**Using the information:**
1. Using the Carifiesta text below, answer each question briefly.
(a) In what year was Carifiesta established?
(b) Along which street does the main parade run?
(c) What ages are children who take part in the junior carnival?
2. Say whether each statement agrees with the Carifiesta text below. Answer yes or no, and quote the words that decide it.
(a) Carifiesta celebrates one particular Caribbean culture.
(b) The junior carnival takes place a week before the main parade.
(c) The Carifiesta Cooldown is held at Van Horne Park.

Carifiesta () is an annual Caribbean Carnival held in Montreal, Quebec, Canada. It was established in 1974, and is held in July. The event is coordinated by the Caribbean Cultural Festivities Association, a nonprofit organization. Carifiesta was established prior to some Carnivals that take place in the Caribbean, for example, Cayman Carnival Batabano. Carifiesta has also been named the largest North-American running Caribbean Street Parade.  

Carifiesta does not celebrate any singular Caribbean culture, rather it is meant to celebrate them all coming together.  It features culture, music, art, and carnival costumes. Many Caribbean people or people of Caribbean descendants find that Carifiesta is a way for them to celebrate their heritage away from home.

Events

Parade 
The main feature of the carnival is a parade along Saint-Catherine Street with people representing various countries in the Caribbean. Flatbed trucks carry disk jockeys playing turntables. Soca music and calypso music are played on speakers. The participants in the parade, dressed in colorful costumes, wave flags, blow whistles, and dance.

Junior Parade 
A Carifiesta junior carnival, for kids aged 2 to 16, is held one week prior to the main parade, and is intended to introduce children to Caribbean culture. The day after the main parade, is the Carifiesta Cooldown, held at Parc Jean-Drapeau, which is a family oriented event featuring performances by local and international guest artists. 2017 will be the 5th year that the junior carnival has taken place. The parade officially begins at noon, at the Bill Durnan arena, and ends at Van Horne Park.

**Dataset extract:**

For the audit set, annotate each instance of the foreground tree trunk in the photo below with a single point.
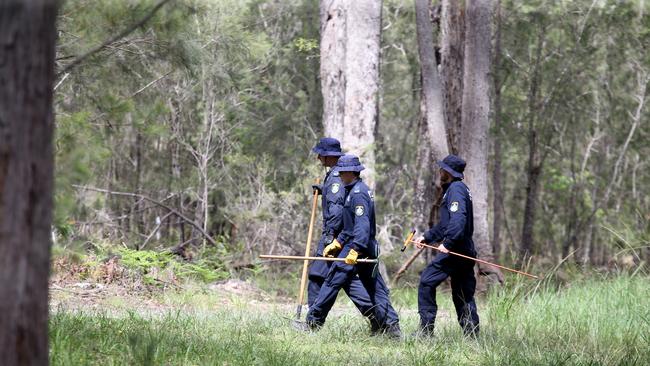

**Answers to the exercises:**
1.
(a) 1974
(b) Saint-Catherine Street
(c) 2 to 16

2.
(a) No: "Carifiesta does not celebrate any singular Caribbean culture"
(b) Yes: "is held one week prior to the main parade"
(c) No: "the Carifiesta Cooldown, held at Parc Jean-Drapeau"